# [WHAT THE TASK ASKS]
A verbatim copy of the full data, with no pictures, is the expected answer.

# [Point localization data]
####################

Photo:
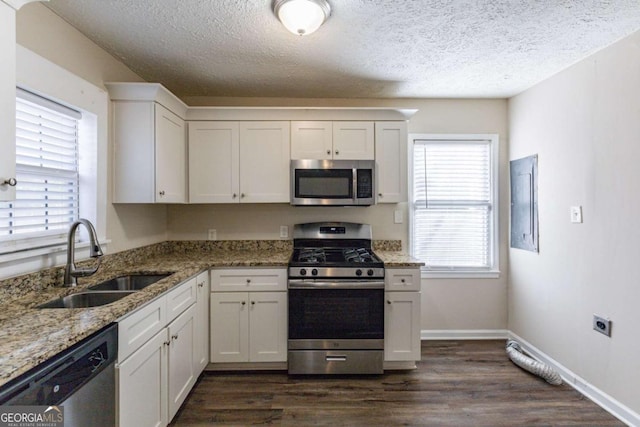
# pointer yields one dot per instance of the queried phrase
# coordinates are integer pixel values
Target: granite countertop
(29, 336)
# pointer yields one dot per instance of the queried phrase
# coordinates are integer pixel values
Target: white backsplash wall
(263, 221)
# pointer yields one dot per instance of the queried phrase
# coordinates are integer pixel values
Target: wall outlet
(576, 214)
(602, 325)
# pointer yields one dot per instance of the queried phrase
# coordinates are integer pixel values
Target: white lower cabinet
(402, 315)
(201, 351)
(155, 378)
(248, 324)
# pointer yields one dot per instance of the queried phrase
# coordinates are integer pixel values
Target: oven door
(334, 315)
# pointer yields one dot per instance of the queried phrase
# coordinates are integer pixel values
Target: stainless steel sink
(133, 282)
(86, 299)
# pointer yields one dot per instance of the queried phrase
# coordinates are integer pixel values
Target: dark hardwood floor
(457, 383)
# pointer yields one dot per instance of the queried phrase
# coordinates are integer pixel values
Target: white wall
(448, 304)
(584, 124)
(46, 34)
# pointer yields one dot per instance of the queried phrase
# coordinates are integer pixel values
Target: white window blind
(453, 219)
(46, 170)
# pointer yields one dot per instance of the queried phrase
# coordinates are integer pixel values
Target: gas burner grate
(312, 255)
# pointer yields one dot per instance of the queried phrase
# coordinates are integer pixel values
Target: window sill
(492, 274)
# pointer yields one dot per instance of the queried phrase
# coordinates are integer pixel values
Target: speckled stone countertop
(29, 336)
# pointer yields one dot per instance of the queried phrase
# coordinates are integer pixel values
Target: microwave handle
(354, 175)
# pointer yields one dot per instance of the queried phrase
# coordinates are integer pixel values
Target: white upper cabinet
(214, 162)
(325, 140)
(264, 162)
(7, 101)
(239, 162)
(149, 154)
(391, 160)
(312, 140)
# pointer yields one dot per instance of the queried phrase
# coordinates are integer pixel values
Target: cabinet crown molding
(158, 93)
(17, 4)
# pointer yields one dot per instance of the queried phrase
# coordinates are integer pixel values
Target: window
(46, 170)
(454, 200)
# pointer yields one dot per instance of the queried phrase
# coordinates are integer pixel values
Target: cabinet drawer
(140, 326)
(249, 279)
(181, 298)
(402, 279)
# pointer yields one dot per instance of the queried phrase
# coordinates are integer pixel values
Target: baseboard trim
(602, 399)
(464, 334)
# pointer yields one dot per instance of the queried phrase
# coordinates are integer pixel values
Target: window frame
(494, 146)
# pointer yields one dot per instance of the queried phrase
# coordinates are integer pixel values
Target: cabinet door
(353, 140)
(182, 375)
(391, 158)
(229, 327)
(170, 165)
(7, 100)
(402, 279)
(264, 162)
(214, 156)
(311, 140)
(142, 385)
(268, 327)
(402, 326)
(201, 346)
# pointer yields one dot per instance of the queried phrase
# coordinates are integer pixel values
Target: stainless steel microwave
(333, 182)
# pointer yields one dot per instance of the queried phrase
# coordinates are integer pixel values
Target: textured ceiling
(367, 48)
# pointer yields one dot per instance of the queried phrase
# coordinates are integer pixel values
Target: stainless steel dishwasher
(80, 379)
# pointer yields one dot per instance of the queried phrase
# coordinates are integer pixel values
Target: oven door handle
(365, 284)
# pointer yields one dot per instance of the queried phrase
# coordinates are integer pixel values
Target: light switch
(397, 217)
(576, 214)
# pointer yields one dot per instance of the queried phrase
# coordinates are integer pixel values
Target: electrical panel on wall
(524, 203)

####################

# [TASK OUTPUT]
Photo:
# pointer yields one dot per instance of the queried phrase
# coordinates are integer pixel values
Target: granite countertop
(29, 336)
# pointer yields one dot per instance of the queried phrase
# coordinates are integer pixel values
Target: white backsplash wall
(263, 221)
# pointer yields one dot per instance of the queried phrase
# coordinates are integer pixel values
Target: wall outlet
(576, 214)
(602, 325)
# pointer yields one dot per instance of the queried phrase
# coordinates are integer pixel values
Target: white lower cabinet
(402, 315)
(201, 351)
(155, 378)
(248, 324)
# pointer yields one dot per instance of the queried phrase
# coordinates are integer pixel values
Target: oven door
(334, 315)
# pointer yields one dot per instance of the queried phrase
# coordinates are integer pixel values
Target: stainless steel sink
(133, 282)
(86, 299)
# pointer yields one dot per instance of the queried phrase
# coordinates are integer pixel values
Target: dark hardwood floor
(457, 383)
# pointer yields one dot per instance of the queried phrase
# coordinates are integer pixel values
Target: white wall
(448, 304)
(584, 124)
(46, 34)
# pointer yields one dot per instance of the queried phrase
# coordinates are integer pixel values
Target: white window blind
(453, 219)
(46, 170)
# pointer yields one dot per instance of the queried phrase
# coordinates are integer pixel values
Target: gas burner grate
(312, 255)
# pointer yields one dot per instance of the queried phrase
# coordinates are integer pixel values
Target: window sill
(492, 274)
# pointer yields one dot per instance of the queried phrase
# coordinates are integer pixel values
Target: speckled stone countertop
(29, 336)
# pointer yields one dot per instance of the queried phrase
# coordinates are integer pixel values
Target: microwave handle
(354, 175)
# pointer yields one dot per instance of the queried phrase
# coordinates are integer pixel values
Target: white upper cabinet
(214, 162)
(325, 140)
(264, 162)
(7, 101)
(239, 162)
(149, 154)
(391, 160)
(312, 140)
# pointer yields one dot per instance of the queried phrase
# coordinates are integer pixel values
Target: cabinet crown molding
(158, 93)
(17, 4)
# pointer yields one dot per instance of the queried phrase
# coordinates are integer pixel values
Target: window
(46, 170)
(454, 200)
# pointer yields one dot per instance of the queried phrase
# coordinates are integer pixel values
Target: cabinet drawer
(140, 326)
(249, 279)
(181, 298)
(402, 279)
# pointer yields one dot per instance of the queried phrase
# coordinates are integer pixel values
Target: baseboard trim
(602, 399)
(464, 334)
# pointer yields one dot per instance of the queried phrase
# coordinates are integer pixel values
Target: window frame
(494, 146)
# pointer yields one dot per instance of the queried phrase
# coordinates are integer pixel values
Target: cabinet door
(353, 140)
(182, 375)
(391, 158)
(229, 327)
(170, 165)
(7, 100)
(402, 279)
(264, 162)
(214, 156)
(311, 140)
(142, 385)
(268, 327)
(402, 326)
(201, 346)
# pointer yields one dot per instance of the queried phrase
# coordinates are integer pixel values
Target: stainless steel microwave
(333, 182)
# pointer yields one dot per instance of the queried phrase
# coordinates are integer pixel values
Target: textured ceiling
(367, 48)
# pointer yields one dot per instance of the queried phrase
# coordinates are integer pixel values
Target: stainless steel dishwasher
(80, 379)
# pointer yields one dot per instance of the queried phrase
# coordinates are integer pixel values
Target: oven door handle
(365, 284)
# pointer yields one dot per instance of the queried phrase
# coordinates are integer pixel values
Target: light switch
(397, 217)
(576, 214)
# pointer yields one dot per instance of the queried phrase
# coordinates are integer pixel values
Target: electrical panel on wall
(524, 203)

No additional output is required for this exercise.